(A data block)
▶
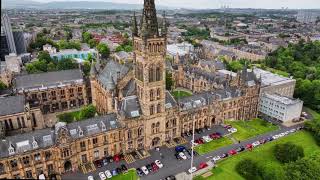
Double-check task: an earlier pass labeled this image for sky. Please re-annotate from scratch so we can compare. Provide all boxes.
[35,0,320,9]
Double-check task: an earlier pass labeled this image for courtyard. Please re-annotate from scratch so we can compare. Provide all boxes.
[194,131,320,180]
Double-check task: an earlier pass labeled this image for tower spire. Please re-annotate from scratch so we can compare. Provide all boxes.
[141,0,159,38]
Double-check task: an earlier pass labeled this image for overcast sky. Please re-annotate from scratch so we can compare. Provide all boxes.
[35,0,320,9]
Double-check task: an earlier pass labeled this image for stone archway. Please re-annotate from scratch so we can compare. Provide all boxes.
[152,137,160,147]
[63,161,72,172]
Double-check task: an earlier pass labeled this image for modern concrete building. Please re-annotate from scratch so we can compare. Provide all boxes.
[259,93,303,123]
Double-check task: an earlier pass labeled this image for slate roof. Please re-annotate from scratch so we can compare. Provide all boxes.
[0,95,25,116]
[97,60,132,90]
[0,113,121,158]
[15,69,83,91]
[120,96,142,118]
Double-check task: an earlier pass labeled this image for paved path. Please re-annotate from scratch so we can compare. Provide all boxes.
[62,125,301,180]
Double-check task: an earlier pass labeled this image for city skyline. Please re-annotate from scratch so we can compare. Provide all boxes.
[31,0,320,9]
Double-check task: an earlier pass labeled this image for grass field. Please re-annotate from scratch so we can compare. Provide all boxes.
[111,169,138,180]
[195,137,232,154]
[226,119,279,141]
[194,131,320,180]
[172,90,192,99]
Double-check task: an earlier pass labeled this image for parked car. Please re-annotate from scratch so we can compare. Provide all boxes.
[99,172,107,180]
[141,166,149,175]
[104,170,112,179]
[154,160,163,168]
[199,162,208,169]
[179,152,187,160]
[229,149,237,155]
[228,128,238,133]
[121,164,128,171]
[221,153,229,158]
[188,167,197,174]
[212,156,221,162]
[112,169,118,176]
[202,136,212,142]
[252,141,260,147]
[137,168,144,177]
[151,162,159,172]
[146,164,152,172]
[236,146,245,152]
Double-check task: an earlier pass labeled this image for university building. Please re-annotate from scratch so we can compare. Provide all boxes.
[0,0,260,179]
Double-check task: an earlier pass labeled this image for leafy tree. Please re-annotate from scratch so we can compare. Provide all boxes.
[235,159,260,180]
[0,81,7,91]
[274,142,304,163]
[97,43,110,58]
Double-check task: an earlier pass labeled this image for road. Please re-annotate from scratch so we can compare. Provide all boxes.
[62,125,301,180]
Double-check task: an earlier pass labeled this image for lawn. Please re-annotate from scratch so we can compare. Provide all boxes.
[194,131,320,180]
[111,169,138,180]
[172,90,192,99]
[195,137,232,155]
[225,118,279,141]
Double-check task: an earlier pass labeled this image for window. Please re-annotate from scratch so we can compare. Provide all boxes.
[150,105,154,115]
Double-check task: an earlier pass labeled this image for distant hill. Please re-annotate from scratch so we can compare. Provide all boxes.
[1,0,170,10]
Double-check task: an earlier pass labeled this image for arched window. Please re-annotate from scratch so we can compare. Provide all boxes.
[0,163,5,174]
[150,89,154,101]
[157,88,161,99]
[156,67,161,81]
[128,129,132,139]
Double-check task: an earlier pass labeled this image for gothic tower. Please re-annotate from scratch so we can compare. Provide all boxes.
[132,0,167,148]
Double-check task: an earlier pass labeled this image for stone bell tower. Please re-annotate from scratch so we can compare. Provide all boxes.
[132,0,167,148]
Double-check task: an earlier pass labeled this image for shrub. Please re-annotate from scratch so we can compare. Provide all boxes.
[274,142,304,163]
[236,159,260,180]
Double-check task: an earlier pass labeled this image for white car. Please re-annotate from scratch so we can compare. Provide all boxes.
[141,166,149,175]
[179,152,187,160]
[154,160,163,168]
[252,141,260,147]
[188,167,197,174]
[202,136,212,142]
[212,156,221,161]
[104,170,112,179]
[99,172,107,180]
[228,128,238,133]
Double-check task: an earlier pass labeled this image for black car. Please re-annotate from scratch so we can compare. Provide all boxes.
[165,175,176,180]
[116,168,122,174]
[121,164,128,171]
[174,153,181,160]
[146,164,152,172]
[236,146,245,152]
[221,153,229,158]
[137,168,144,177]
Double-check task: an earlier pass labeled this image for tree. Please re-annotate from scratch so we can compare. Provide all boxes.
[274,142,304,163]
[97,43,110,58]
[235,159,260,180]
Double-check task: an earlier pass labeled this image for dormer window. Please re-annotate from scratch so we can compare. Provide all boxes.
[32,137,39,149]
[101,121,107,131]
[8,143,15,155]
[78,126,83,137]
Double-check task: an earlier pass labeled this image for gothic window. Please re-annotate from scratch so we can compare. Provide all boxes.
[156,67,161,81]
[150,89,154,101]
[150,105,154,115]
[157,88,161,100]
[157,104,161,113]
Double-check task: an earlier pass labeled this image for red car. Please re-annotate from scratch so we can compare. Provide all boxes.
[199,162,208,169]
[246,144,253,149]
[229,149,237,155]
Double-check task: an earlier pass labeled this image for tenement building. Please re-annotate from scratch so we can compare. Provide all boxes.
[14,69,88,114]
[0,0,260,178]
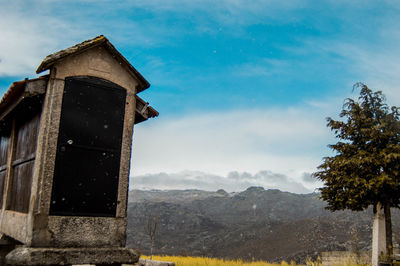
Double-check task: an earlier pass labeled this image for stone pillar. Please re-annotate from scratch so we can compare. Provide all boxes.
◀
Please add 11 to every bounding-box coordinate in the answers of the records, starting with the line that contains "Double-check task: an earlier pass labeled this image for leafy" and going on through the line that contains "[236,159,260,180]". Write out all of those lines again, keeping the request lines unchanged.

Double-check task: an earlier pass labeled this image for leafy tree. Please re-annotate from scratch so we can compare. Provide all boxes.
[246,170,271,191]
[11,92,18,102]
[285,153,315,174]
[108,54,121,69]
Double-check task: an earlier pass labeled this image for road. Please re-annotate from scratch so we can compare. Provide all boxes.
[73,136,312,191]
Double-check task: an earlier pass labeled this image for lawn. Please re-annotate from scratch so we can compare. Provide all boxes.
[205,142,331,191]
[122,180,149,191]
[183,101,203,110]
[206,148,243,166]
[236,129,290,152]
Double-check task: an earlier pass labeled this image for window. Please re-annotate from scratch so we can compare. Provide all boxes.
[161,116,165,126]
Double-check task: an earlier pass labeled this image for distant hill. Please re-annotate from scratch so we can compare. Provide all boxes.
[12,11,181,21]
Double-check task: an earlier pass labeled this image for arched window. Please re-annotate from scratch so we can compare. Provide all boxes.
[11,174,16,185]
[161,100,165,112]
[168,99,172,110]
[167,78,172,92]
[139,140,143,150]
Double-check task: an earlier pass labeled this image for gothic tower. Please re-annotate from scratch so we can compare. Provide all boxes.
[143,11,178,159]
Double-check task: an earlier pass labeled this image for stone bell tower. Please re-annotate from scratch so we can compare. Provide all boxes.
[143,11,178,159]
Double-check task: an earlier pass labeled this image for shrub. Please re-annotate from scratch so we can compare. Provide all boxes.
[285,153,315,174]
[247,170,271,191]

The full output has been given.